Objective » Rescale every line from the one containing "Could you please locate the brown" through the end of the items below. Write each item's own wording unchanged, including its format sample. In the answers, multiply each bounding-box coordinate by 0.4 and round to a whole number, with halves rounded up.

▼▼▼

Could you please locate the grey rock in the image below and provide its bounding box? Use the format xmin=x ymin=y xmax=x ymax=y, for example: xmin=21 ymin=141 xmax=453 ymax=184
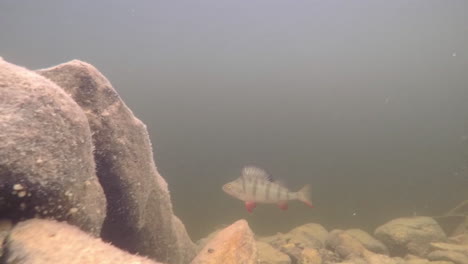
xmin=37 ymin=60 xmax=195 ymax=264
xmin=346 ymin=229 xmax=388 ymax=255
xmin=374 ymin=217 xmax=447 ymax=257
xmin=0 ymin=219 xmax=13 ymax=256
xmin=0 ymin=59 xmax=106 ymax=235
xmin=191 ymin=219 xmax=258 ymax=264
xmin=427 ymin=250 xmax=468 ymax=264
xmin=0 ymin=219 xmax=161 ymax=264
xmin=319 ymin=248 xmax=341 ymax=264
xmin=256 ymin=241 xmax=291 ymax=264
xmin=326 ymin=229 xmax=366 ymax=259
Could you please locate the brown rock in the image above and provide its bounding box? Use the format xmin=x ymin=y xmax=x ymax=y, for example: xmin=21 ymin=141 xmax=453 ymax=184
xmin=374 ymin=217 xmax=447 ymax=257
xmin=0 ymin=219 xmax=13 ymax=256
xmin=2 ymin=219 xmax=161 ymax=264
xmin=427 ymin=250 xmax=468 ymax=264
xmin=192 ymin=220 xmax=257 ymax=264
xmin=37 ymin=60 xmax=195 ymax=264
xmin=0 ymin=58 xmax=106 ymax=235
xmin=326 ymin=230 xmax=366 ymax=259
xmin=301 ymin=248 xmax=322 ymax=264
xmin=346 ymin=229 xmax=388 ymax=255
xmin=327 ymin=230 xmax=398 ymax=264
xmin=256 ymin=241 xmax=291 ymax=264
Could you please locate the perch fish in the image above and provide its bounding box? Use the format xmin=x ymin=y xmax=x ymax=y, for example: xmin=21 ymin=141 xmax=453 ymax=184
xmin=223 ymin=166 xmax=313 ymax=213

▲▲▲

Reply to the exercise »
Could you please locate the brown rock in the image above and provide its bounding box? Use the format xmin=x ymin=y xmax=x ymax=y, for example: xmin=21 ymin=141 xmax=453 ymax=184
xmin=150 ymin=87 xmax=179 ymax=103
xmin=0 ymin=88 xmax=5 ymax=102
xmin=1 ymin=88 xmax=64 ymax=106
xmin=171 ymin=100 xmax=187 ymax=106
xmin=77 ymin=88 xmax=103 ymax=106
xmin=15 ymin=24 xmax=78 ymax=106
xmin=0 ymin=23 xmax=42 ymax=94
xmin=130 ymin=92 xmax=146 ymax=104
xmin=120 ymin=99 xmax=129 ymax=106
xmin=138 ymin=92 xmax=155 ymax=102
xmin=131 ymin=92 xmax=159 ymax=106
xmin=102 ymin=96 xmax=116 ymax=106
Could you please locate the perch fish in the image above and provide its bounding box? Use the format xmin=x ymin=y xmax=x ymax=y, for example: xmin=21 ymin=141 xmax=453 ymax=184
xmin=89 ymin=66 xmax=125 ymax=85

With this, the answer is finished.